*** Opening of Information provided ***

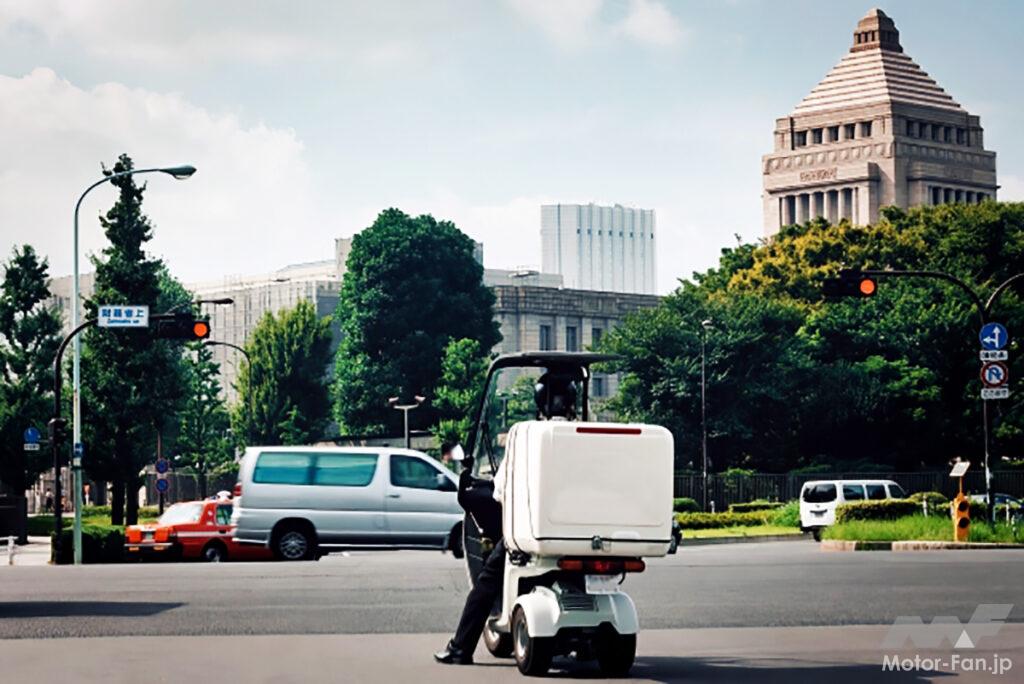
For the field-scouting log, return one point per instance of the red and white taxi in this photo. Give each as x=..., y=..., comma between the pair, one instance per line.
x=192, y=530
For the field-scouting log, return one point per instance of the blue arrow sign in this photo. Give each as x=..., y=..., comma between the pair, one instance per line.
x=993, y=336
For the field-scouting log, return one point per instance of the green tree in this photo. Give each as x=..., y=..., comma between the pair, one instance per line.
x=283, y=393
x=463, y=371
x=131, y=384
x=796, y=381
x=412, y=285
x=30, y=334
x=203, y=443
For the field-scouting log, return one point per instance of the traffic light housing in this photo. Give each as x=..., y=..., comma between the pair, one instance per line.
x=850, y=284
x=962, y=517
x=182, y=327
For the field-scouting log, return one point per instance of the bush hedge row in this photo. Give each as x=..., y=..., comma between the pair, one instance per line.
x=756, y=506
x=714, y=520
x=100, y=544
x=685, y=505
x=889, y=509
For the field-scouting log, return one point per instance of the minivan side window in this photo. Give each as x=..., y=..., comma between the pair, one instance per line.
x=413, y=472
x=853, y=492
x=345, y=469
x=819, y=494
x=877, y=492
x=283, y=469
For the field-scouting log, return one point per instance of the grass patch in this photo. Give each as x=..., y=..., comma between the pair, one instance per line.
x=753, y=530
x=920, y=528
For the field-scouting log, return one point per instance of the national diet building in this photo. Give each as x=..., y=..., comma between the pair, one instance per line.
x=877, y=131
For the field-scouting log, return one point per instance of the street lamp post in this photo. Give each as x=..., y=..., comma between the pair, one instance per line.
x=404, y=409
x=179, y=172
x=705, y=326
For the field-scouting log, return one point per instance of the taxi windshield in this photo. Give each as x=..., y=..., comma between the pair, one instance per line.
x=181, y=513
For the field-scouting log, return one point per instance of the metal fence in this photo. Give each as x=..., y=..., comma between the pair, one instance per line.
x=725, y=489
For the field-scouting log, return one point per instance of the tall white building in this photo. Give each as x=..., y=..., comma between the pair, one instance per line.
x=599, y=248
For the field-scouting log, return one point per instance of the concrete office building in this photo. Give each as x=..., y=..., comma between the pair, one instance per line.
x=610, y=249
x=877, y=131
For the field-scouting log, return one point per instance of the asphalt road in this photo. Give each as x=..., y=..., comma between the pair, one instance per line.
x=748, y=612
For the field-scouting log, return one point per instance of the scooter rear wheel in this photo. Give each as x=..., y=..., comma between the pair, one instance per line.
x=616, y=653
x=498, y=643
x=532, y=654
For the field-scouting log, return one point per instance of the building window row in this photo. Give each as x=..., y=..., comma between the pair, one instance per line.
x=936, y=132
x=833, y=205
x=939, y=196
x=838, y=133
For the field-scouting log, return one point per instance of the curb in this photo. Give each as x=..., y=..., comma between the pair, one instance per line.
x=738, y=540
x=842, y=545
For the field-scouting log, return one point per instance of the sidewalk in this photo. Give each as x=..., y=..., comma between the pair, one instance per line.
x=36, y=552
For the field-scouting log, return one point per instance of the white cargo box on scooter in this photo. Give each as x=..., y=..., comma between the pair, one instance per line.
x=589, y=488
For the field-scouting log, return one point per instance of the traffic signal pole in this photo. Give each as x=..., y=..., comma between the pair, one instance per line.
x=984, y=308
x=56, y=426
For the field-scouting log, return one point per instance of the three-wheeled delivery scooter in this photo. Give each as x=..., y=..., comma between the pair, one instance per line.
x=585, y=503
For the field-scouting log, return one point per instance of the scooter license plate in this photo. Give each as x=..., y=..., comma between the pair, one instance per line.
x=601, y=584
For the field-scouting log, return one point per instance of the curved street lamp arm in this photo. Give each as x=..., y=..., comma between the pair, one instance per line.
x=999, y=290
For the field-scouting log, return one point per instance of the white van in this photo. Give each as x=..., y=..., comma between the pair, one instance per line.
x=301, y=501
x=818, y=500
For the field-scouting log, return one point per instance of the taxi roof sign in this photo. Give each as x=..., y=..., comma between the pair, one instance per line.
x=960, y=469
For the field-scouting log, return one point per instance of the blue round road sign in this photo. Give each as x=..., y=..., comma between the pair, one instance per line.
x=993, y=336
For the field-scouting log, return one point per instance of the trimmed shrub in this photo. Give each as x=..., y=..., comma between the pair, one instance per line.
x=715, y=520
x=760, y=505
x=936, y=501
x=787, y=515
x=888, y=509
x=685, y=505
x=100, y=544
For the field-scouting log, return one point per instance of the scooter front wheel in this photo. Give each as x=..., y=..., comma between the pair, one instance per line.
x=532, y=654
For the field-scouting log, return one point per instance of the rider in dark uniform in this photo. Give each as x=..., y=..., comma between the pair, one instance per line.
x=555, y=397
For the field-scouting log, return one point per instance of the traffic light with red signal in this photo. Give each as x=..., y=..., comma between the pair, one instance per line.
x=850, y=283
x=181, y=327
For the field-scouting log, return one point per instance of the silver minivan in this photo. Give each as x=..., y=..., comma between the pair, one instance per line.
x=304, y=501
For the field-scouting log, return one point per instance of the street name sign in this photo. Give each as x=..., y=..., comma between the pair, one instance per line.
x=960, y=468
x=123, y=315
x=993, y=336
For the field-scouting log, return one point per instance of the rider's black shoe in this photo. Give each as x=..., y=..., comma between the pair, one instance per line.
x=453, y=655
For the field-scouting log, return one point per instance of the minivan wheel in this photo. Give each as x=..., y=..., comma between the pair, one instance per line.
x=294, y=542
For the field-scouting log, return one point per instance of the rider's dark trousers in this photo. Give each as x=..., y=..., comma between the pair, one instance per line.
x=480, y=600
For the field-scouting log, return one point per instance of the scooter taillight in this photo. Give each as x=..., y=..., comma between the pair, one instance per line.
x=602, y=565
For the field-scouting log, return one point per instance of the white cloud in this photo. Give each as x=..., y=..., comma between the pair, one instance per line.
x=650, y=22
x=572, y=25
x=248, y=209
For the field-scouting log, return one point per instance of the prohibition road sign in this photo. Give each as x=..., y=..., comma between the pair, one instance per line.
x=994, y=374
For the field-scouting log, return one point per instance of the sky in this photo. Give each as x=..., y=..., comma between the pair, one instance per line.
x=306, y=119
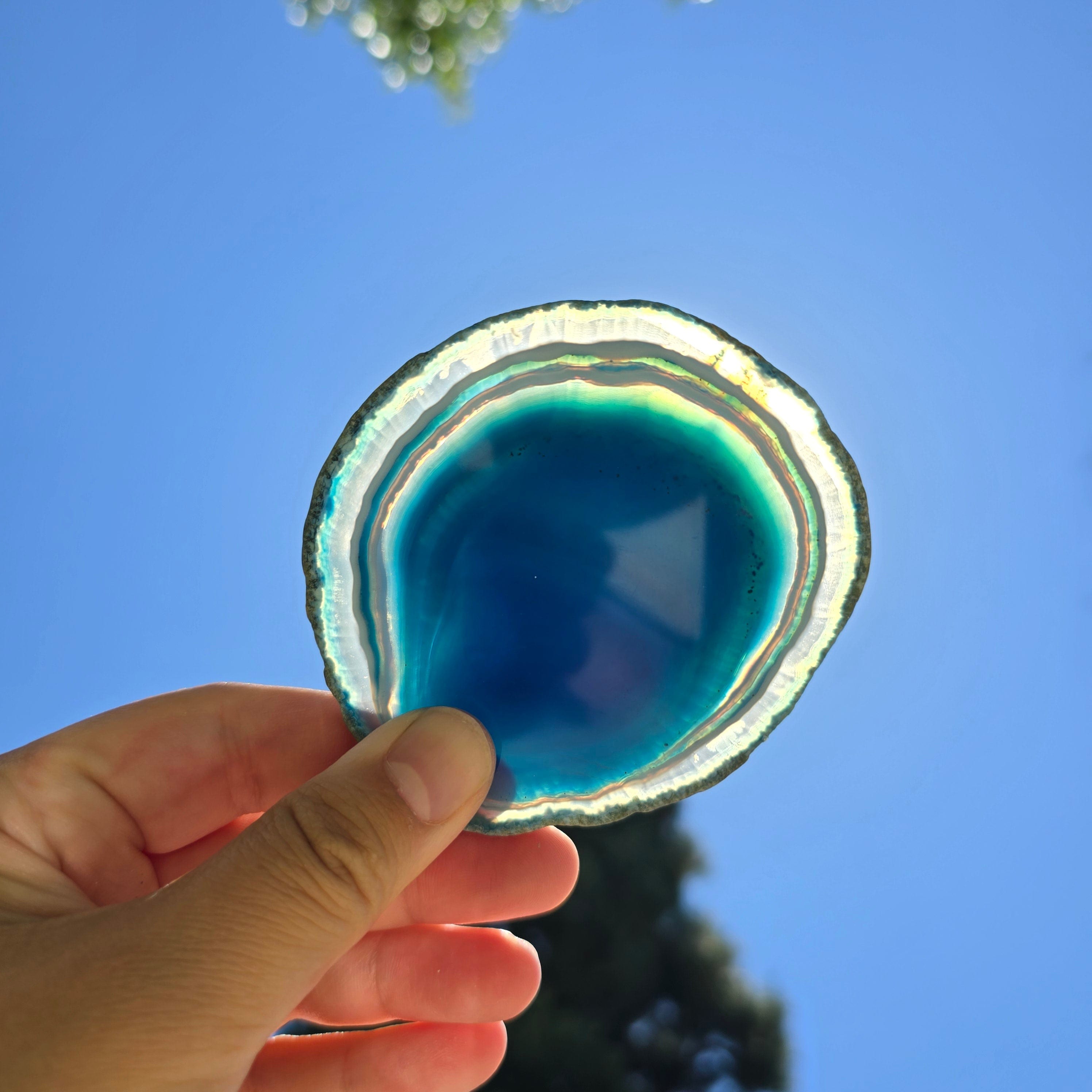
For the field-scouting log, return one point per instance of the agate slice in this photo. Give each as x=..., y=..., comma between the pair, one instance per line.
x=611, y=532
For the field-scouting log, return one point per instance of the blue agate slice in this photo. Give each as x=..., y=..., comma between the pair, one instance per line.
x=615, y=535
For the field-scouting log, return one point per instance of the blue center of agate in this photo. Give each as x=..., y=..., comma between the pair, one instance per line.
x=586, y=579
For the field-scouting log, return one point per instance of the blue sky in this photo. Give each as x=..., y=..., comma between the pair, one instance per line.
x=221, y=233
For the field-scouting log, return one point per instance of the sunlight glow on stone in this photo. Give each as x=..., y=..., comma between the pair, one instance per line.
x=618, y=538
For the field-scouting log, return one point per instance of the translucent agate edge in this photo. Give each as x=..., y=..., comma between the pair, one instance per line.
x=370, y=442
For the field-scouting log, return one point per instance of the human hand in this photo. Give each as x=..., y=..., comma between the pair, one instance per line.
x=154, y=933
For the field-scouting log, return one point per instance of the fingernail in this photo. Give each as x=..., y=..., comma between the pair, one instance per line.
x=439, y=762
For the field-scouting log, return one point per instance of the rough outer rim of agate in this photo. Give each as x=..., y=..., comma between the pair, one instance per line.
x=332, y=597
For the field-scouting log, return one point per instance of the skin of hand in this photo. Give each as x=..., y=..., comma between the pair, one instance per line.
x=182, y=876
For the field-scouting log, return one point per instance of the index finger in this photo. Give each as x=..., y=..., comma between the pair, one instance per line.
x=183, y=765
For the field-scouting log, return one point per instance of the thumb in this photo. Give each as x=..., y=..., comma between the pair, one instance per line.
x=262, y=921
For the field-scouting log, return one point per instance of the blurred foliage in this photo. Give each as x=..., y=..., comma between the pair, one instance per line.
x=639, y=994
x=435, y=41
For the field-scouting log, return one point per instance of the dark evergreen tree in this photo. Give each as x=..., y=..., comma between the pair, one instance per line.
x=639, y=993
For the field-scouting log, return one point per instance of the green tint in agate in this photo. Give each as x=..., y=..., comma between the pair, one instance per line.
x=580, y=526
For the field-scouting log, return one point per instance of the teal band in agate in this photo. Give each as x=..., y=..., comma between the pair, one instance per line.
x=638, y=354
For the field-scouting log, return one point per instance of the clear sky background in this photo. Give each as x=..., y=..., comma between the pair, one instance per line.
x=220, y=234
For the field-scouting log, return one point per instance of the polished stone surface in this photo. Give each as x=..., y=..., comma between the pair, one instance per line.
x=608, y=549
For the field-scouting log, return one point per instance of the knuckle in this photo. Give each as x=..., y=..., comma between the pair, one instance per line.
x=346, y=853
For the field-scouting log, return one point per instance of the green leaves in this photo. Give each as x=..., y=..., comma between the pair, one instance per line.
x=436, y=41
x=439, y=42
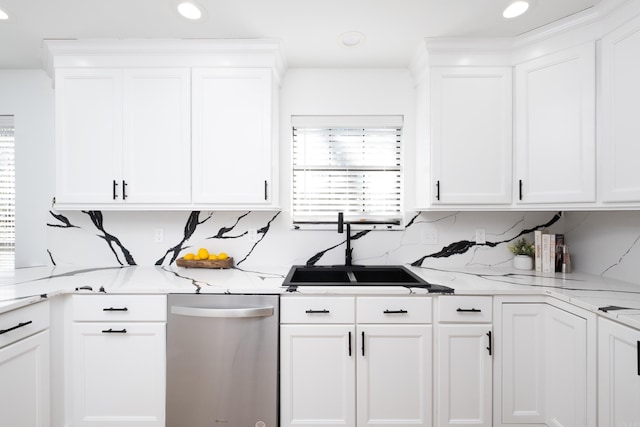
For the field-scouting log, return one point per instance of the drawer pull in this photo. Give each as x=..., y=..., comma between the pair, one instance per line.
x=114, y=331
x=19, y=325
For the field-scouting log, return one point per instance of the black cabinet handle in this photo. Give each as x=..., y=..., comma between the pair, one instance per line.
x=520, y=189
x=19, y=325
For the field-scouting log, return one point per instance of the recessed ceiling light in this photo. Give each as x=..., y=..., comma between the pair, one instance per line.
x=516, y=8
x=190, y=10
x=352, y=39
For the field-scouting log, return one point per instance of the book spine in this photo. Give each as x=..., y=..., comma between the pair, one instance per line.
x=552, y=253
x=537, y=241
x=546, y=247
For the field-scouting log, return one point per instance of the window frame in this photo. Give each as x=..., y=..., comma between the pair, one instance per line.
x=392, y=124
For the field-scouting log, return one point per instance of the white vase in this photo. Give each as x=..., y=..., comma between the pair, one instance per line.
x=523, y=262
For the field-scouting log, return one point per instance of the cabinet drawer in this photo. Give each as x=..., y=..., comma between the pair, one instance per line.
x=119, y=308
x=394, y=310
x=22, y=322
x=461, y=309
x=317, y=310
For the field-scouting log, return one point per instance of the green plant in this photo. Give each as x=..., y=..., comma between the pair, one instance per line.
x=523, y=247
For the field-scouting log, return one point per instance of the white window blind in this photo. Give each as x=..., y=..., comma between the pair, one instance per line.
x=7, y=193
x=347, y=164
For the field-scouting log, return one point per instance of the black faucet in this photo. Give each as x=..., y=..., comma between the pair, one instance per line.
x=347, y=252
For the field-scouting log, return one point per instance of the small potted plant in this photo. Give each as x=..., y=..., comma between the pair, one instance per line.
x=524, y=253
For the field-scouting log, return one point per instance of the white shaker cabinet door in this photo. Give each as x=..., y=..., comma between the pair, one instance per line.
x=24, y=382
x=157, y=136
x=620, y=127
x=465, y=375
x=232, y=136
x=471, y=135
x=555, y=127
x=522, y=388
x=118, y=374
x=618, y=374
x=394, y=368
x=317, y=375
x=88, y=118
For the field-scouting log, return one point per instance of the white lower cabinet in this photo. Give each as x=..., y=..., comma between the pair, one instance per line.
x=547, y=359
x=394, y=375
x=618, y=374
x=464, y=362
x=364, y=366
x=118, y=360
x=317, y=377
x=24, y=367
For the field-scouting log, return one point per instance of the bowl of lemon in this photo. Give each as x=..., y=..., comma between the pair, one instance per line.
x=205, y=259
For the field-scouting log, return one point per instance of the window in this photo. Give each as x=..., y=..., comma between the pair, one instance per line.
x=347, y=164
x=7, y=194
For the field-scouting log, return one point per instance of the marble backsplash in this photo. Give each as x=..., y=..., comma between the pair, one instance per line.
x=112, y=238
x=601, y=243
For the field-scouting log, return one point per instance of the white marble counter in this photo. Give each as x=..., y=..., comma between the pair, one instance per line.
x=26, y=286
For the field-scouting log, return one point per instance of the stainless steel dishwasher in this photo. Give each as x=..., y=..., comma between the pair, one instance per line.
x=222, y=360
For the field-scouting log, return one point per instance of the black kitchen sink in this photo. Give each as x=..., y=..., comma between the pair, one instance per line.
x=319, y=275
x=357, y=275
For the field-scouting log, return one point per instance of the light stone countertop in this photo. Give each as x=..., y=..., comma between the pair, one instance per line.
x=26, y=286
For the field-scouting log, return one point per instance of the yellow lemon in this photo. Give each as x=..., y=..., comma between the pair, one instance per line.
x=203, y=253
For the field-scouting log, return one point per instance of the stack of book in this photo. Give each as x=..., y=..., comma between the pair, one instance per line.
x=550, y=250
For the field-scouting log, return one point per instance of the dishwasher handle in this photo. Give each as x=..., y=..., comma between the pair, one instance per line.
x=222, y=312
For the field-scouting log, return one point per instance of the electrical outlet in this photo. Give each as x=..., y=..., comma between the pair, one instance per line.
x=158, y=235
x=430, y=235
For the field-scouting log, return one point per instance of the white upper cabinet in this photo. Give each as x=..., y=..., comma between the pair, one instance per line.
x=471, y=135
x=232, y=134
x=88, y=118
x=620, y=127
x=122, y=136
x=156, y=151
x=555, y=127
x=165, y=124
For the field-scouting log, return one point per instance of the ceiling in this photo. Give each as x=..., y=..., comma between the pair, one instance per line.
x=308, y=29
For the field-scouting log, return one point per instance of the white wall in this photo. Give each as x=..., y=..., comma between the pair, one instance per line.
x=605, y=243
x=27, y=94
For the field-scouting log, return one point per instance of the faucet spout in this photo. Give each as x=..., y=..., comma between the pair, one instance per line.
x=349, y=250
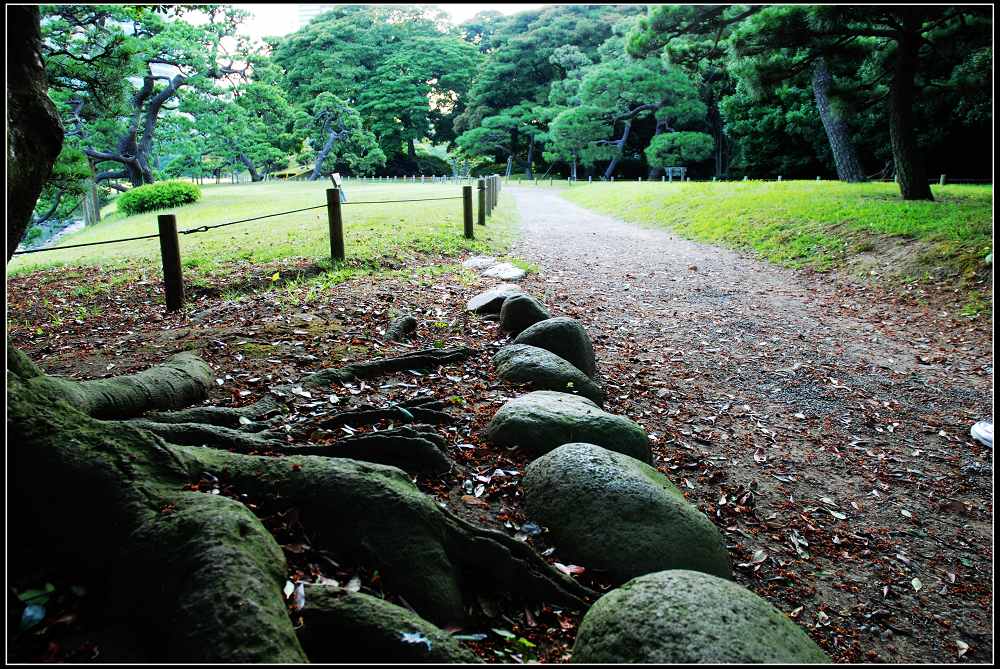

*** Close of Information provided ***

## [Problem requirements]
Beginning at the line that contains "of the dishwasher", give the remaining lines of the records again exactly, through the last one. Leave out pictures.

## [Reply]
For the field-scouting log, return one point per instance of the dishwasher handle in this photo. Give each as x=..., y=..., comma between the pair, one instance per line.
x=222, y=312
For the field-scouting log, return one point per instance of the electrical outlet in this photo. Give each as x=..., y=..., comma between the pair, one instance per line.
x=158, y=235
x=430, y=235
For the field-scouting log, return one point per instance of the white upper cabinet in this photo. Give each as x=..., y=..., comma between the pair, one instance per line.
x=471, y=135
x=232, y=134
x=88, y=118
x=620, y=127
x=122, y=136
x=156, y=151
x=555, y=127
x=165, y=124
For the field-scouting log, return one point per instance of the ceiling in this photo. Give each as x=..., y=..., comma between the pair, one instance per line.
x=308, y=29
For the field-scouting log, return one point per instance of the white wall in this photo. Give each as x=..., y=..., comma between the pair, one instance per line.
x=605, y=243
x=27, y=94
For the field-scouting log, return one point per instance of the faucet spout in this photo. Give each as x=..., y=..., comma between the pair, one instance per line.
x=349, y=250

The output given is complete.